__Entries taken from a collection__:

══════════════════════════════

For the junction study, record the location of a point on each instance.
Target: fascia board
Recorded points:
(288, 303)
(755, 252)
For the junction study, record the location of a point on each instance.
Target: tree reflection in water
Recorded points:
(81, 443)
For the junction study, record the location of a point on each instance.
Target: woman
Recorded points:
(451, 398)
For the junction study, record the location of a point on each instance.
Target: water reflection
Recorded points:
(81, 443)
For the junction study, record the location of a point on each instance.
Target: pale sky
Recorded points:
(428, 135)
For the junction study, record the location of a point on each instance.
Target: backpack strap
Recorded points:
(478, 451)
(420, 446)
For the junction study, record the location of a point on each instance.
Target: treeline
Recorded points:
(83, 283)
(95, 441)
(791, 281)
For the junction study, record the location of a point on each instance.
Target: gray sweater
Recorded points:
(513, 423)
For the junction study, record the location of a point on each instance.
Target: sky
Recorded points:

══════════════════════════════

__WORK TO COMPLETE__:
Write out again only the lines from the one with "Target: pale sky" through the last line of the records above. Keep every word as it stands.

__ANSWER TO THE PROBLEM__:
Target: pale sky
Recorded points:
(428, 135)
For the junction study, record the location of a point on each instance.
Target: backpack strap
Recorded points:
(478, 451)
(420, 446)
For the junction study, record the location of a point on each instance.
Target: treeline
Recorded points:
(83, 283)
(95, 441)
(791, 281)
For the junction study, record the location of a point on each instance.
Target: gray sweater
Recorded points:
(513, 423)
For the junction study, record the location of a point on each instance.
Target: sky
Recorded points:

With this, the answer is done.